» GOAL OF THE EXERCISE
Nothing in the data may be altered; copy it all exactly.

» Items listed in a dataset
-.-.-

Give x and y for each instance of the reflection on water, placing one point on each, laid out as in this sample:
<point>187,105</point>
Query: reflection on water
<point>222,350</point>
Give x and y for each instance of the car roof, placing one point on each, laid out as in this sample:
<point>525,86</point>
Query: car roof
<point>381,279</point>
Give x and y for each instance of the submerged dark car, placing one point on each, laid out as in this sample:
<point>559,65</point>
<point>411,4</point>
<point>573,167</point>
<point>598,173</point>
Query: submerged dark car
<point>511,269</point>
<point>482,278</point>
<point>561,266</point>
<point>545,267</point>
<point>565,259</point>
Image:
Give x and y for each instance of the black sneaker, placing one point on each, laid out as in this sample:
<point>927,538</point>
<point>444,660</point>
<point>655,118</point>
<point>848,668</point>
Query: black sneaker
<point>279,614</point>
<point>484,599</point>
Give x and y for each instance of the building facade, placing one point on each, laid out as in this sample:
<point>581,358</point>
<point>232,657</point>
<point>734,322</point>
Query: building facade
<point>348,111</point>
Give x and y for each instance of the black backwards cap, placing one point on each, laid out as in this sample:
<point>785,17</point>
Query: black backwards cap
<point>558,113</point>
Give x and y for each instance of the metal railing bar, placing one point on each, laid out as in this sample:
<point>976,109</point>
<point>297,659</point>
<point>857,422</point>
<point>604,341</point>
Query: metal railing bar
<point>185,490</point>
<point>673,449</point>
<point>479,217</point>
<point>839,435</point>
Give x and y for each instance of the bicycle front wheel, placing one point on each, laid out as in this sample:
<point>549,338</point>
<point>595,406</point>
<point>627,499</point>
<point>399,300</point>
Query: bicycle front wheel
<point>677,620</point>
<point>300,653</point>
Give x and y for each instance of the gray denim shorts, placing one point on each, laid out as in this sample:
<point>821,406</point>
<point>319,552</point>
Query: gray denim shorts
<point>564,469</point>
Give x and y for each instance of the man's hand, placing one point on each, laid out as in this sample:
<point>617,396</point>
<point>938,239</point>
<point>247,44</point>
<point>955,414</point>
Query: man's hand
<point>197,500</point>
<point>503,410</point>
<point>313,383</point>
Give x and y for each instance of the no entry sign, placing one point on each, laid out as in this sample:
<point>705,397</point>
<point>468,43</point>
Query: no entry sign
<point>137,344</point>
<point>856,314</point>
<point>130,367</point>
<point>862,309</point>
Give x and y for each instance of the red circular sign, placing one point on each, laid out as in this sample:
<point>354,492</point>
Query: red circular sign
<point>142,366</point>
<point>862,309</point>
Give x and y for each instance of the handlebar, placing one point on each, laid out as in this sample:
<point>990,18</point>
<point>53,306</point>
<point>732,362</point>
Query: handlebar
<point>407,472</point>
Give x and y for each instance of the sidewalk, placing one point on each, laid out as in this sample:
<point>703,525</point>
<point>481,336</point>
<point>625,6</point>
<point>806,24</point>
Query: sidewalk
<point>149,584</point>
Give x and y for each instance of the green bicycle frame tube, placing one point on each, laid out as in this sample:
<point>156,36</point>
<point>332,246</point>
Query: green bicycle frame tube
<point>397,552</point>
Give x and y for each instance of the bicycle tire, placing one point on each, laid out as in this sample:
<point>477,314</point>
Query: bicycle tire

-.-.-

» ANSWER TO THIS EXERCISE
Give x and y for each instance of the reflection on water, placing one point on each, laid out as in this sample:
<point>187,105</point>
Query: reflection on water
<point>222,350</point>
Give x and y for each instance of the car roof, placing one point on each, laid out as in this sample:
<point>525,86</point>
Query: car roof
<point>381,279</point>
Give x and y for each instance of the submerged dark car, placing one point on each, laid out as in this sample:
<point>559,65</point>
<point>411,4</point>
<point>573,167</point>
<point>598,173</point>
Query: submerged dark car
<point>511,269</point>
<point>482,278</point>
<point>561,266</point>
<point>545,267</point>
<point>565,259</point>
Image:
Give x and y for each instance of the black sneaker, placing one point on each, laid out as in this sample:
<point>927,538</point>
<point>444,660</point>
<point>655,118</point>
<point>848,668</point>
Query: black sneaker
<point>279,614</point>
<point>484,599</point>
Give x and y for each instance of the building facade, placing one point on each, laid out as in this sample:
<point>581,358</point>
<point>232,657</point>
<point>734,322</point>
Query: building facade
<point>348,111</point>
Give x and y for each instance of the black backwards cap, placing one point on each, laid out as in this sample:
<point>785,17</point>
Query: black backwards cap
<point>558,113</point>
Give x and y for each instance of the metal railing bar, placing one point on each, laid out as in this sample:
<point>976,109</point>
<point>297,659</point>
<point>857,422</point>
<point>604,341</point>
Query: metal railing bar
<point>185,490</point>
<point>673,449</point>
<point>479,217</point>
<point>839,435</point>
Give x and y for each instance of the bicycle front wheel, placing one point on each, laid out as in this sample:
<point>549,338</point>
<point>595,406</point>
<point>627,499</point>
<point>399,300</point>
Query: bicycle front wheel
<point>677,620</point>
<point>300,653</point>
Give x and y for each instance of the gray denim shorts, placing one point on each, laid out as in this sample:
<point>821,406</point>
<point>319,552</point>
Query: gray denim shorts
<point>564,469</point>
Give x and y for each instance of the man's hand, placing one point on each, laid out as in this sample:
<point>617,396</point>
<point>938,239</point>
<point>247,44</point>
<point>955,414</point>
Query: man's hand
<point>197,500</point>
<point>503,410</point>
<point>313,383</point>
Give x and y for each instance of the no entry sign, placing one point on each, laid out as in this sample:
<point>705,397</point>
<point>468,43</point>
Query: no entry sign
<point>137,344</point>
<point>856,314</point>
<point>130,367</point>
<point>862,309</point>
Give x and y for each instance of the red circular sign, placing one point on each, laid out as in this sample:
<point>354,492</point>
Query: red circular sign
<point>142,366</point>
<point>862,309</point>
Give x and y for each instance of the handlebar, placing one point on each, laid out as in this sample:
<point>990,18</point>
<point>53,306</point>
<point>732,362</point>
Query: handlebar
<point>407,472</point>
Give x and y for each instance of the sidewalk, placing one point on each, laid out as in this sample:
<point>703,525</point>
<point>481,336</point>
<point>625,6</point>
<point>806,24</point>
Query: sidewalk
<point>149,584</point>
Give x and y for each instance of the green bicycle frame tube, placing one point on each, laid out as in this sample:
<point>156,36</point>
<point>332,246</point>
Query: green bicycle frame tube
<point>397,552</point>
Give x and y for each instance of the bicycle tire, placing one point on each, laid out as in this sample:
<point>477,314</point>
Query: bicycle tire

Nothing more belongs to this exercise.